**GIVEN INSTRUCTION**
Show every line of the material below that contains the word "instance".

## START

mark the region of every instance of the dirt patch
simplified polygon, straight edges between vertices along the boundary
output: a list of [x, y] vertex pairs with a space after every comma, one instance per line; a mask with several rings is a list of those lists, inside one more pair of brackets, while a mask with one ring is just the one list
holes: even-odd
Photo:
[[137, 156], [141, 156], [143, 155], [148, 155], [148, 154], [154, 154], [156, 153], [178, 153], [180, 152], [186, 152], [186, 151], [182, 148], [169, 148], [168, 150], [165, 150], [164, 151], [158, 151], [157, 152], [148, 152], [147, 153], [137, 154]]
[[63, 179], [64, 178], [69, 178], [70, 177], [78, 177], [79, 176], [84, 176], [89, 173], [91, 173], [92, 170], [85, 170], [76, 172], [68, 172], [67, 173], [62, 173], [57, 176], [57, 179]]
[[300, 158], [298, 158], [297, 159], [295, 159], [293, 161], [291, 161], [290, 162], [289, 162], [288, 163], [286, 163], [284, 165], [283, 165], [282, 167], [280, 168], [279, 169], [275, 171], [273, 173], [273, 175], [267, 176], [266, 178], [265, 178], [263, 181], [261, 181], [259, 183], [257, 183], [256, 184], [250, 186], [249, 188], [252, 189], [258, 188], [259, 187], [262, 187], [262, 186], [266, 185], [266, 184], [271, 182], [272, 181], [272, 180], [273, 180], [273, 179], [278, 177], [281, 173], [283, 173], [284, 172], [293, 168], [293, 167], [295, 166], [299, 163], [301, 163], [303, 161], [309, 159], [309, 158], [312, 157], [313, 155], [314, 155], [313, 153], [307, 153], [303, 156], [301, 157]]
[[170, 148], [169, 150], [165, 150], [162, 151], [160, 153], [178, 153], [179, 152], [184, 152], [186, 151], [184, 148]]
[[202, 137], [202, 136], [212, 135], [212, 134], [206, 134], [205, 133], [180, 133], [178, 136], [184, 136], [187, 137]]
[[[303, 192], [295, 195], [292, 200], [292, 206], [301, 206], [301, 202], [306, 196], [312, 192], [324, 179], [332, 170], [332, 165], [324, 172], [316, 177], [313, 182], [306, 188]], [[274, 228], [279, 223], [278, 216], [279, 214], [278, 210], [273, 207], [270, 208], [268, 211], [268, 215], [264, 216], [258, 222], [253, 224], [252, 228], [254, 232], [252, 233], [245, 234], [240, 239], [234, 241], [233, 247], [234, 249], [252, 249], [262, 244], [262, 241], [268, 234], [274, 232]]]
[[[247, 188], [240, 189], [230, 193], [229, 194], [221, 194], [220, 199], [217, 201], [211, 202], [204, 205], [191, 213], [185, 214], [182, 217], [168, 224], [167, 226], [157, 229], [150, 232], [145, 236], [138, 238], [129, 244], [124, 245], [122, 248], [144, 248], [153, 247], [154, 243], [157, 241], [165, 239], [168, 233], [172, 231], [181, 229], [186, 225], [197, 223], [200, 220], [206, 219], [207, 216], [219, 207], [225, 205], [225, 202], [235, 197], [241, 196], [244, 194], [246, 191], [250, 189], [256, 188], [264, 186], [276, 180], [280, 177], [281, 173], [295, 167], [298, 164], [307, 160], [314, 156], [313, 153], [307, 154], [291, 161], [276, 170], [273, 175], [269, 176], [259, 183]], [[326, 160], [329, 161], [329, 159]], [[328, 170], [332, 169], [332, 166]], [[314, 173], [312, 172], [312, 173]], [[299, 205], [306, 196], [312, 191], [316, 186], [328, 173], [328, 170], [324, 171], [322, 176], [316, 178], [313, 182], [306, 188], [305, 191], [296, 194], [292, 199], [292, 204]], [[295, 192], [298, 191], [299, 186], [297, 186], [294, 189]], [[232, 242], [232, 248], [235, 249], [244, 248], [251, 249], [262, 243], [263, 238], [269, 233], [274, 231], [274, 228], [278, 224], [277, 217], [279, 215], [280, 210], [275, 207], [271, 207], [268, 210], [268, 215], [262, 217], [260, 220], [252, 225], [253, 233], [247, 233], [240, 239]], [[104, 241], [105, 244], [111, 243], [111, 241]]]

## END

**RIGHT ANSWER**
mark the region of every instance of the dirt patch
output: a list of [x, y] vertex pairs with a space after every comma, one instance per line; a mask with several rings is a list of those lists, inside one more pair of brackets, while a mask with one ring is just the one list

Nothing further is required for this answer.